What is required:
Each entry has to be copied exactly, with nothing missed.
Segment Start: Given information
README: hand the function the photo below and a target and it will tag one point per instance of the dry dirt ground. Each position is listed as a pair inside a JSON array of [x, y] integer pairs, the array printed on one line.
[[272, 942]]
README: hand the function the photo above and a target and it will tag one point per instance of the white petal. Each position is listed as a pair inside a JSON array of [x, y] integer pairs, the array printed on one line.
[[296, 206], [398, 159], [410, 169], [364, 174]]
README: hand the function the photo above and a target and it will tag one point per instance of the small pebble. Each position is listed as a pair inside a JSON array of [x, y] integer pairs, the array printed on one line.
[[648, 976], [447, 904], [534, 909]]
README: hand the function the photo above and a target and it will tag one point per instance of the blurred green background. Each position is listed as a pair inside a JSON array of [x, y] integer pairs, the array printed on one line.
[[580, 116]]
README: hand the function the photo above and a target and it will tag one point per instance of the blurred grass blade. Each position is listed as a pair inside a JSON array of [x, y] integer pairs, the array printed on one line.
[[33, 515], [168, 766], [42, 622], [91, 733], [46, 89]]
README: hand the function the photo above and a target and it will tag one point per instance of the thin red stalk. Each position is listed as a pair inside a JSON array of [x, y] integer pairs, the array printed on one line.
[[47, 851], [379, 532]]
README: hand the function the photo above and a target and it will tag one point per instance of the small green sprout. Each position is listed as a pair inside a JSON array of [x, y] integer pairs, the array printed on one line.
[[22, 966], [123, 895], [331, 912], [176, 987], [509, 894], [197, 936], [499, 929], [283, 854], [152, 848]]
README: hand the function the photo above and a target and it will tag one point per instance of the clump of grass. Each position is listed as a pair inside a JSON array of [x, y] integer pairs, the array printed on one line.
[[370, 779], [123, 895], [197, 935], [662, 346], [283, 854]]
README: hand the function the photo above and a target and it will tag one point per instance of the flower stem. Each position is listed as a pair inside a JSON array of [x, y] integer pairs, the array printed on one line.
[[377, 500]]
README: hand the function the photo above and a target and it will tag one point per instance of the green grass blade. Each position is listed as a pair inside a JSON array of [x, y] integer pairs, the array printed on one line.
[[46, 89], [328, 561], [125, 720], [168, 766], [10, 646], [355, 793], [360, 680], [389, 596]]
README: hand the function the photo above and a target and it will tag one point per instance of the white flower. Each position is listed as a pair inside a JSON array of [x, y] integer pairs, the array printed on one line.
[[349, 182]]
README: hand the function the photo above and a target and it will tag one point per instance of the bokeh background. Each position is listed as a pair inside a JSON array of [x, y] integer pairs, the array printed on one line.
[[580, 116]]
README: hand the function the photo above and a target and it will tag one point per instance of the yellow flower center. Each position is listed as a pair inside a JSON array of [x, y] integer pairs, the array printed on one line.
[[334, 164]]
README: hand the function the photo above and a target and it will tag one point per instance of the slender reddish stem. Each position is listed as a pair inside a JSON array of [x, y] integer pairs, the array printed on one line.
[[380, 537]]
Segment End: Given information
Result of this exercise:
README: hand the function the photo below and a target and it will tag one point per instance of the dry dirt ground. Each position is listed as a pair inside a JSON array of [x, y] integer pairs, the array printed on one line.
[[272, 942]]
README: hand the function the photo above and a target and it will tag one point per instance of the white petal. Each position is listed as a pair inside a JSON array of [x, y] integer pairs, the array printed on one line.
[[296, 206], [398, 159], [410, 169], [364, 174]]
README: hand the function the photo above and a target and it will tag one point per instance of the small pebble. Each position is listed as a pair inside a JSON array of [x, y] integer pairs, the array printed on one line.
[[648, 976], [447, 904], [534, 909]]
README: hand the function the photo above and a target and it will tag one point per instance of the blurred green background. Each position is listed as a pair inside a JSON array of [x, y] integer pairs, the array printed on one line.
[[580, 116]]
README: hand the function the photo above and a target and it will tag one point per instance of the blurred grass blade. Each position is listed as a pair inside a JSON array of [x, y] integer pairs, the array printed on one line.
[[33, 515], [168, 766], [42, 622], [91, 733], [46, 89]]
README: hand the function the photo above and a target and it will tag one point per instance of the thin red stalk. Each position is listed as a pair inside a JSON array of [x, y] integer pairs, the array printed on one line.
[[47, 851], [379, 532]]
README: hand the function the photo above and a target and it will tag one point per instance of the small green sprout. Each position is listed as a pair inside a JSON array of [x, y] integer pairs, the array printed on one line.
[[22, 966], [123, 895], [331, 912], [176, 987], [509, 894], [197, 936], [499, 929], [283, 854], [152, 848]]
README: hand the function the photo above and a target and it will tag one point per instance of the clump of grass. Each position is listed as a pair inside a JSON array of [x, y] integer pairs, the array printed on one line.
[[370, 779], [123, 895], [197, 935], [662, 346], [283, 854]]
README: hand the function the photo above and a target and it will tag one point per instance of the flower stem. Each position is listed as a pair inside a JSON array of [x, y] integer pairs, the array printed on one line.
[[377, 500]]
README: hand the function the photo above and a target and it will tag one point per instance of the green grass blade. Each position is listed as a pair inside a JSON array of [x, y] integer pairs, the array printed on one line.
[[46, 89], [328, 561], [125, 720], [168, 766], [10, 646], [355, 793], [360, 680], [389, 596]]
README: hand the function the photo above and a target and it will tag one point per instance of the white flower. Each position is listed as a pair inside a JSON array of [x, y] integer pairs, the array printed on one line.
[[349, 182]]
README: hand the function the photo above and a target and it will tag one point per instance of the bokeh background. Each position is listed as a pair inside a JSON array of [x, y] integer pairs, the array printed on one line.
[[580, 116]]
README: hand the function the photo above and a target and it will tag one point per instance of the yellow flower center. Each position is listed as a pair inside a JSON array of [x, y] integer pairs, the array printed on one line.
[[334, 164]]
README: hand the function the photo above and a target and it will tag one point per instance of the slender reddish stem. Each position is listed as a pair inside a JSON array of [x, y] integer pairs, the array printed on one line.
[[380, 537]]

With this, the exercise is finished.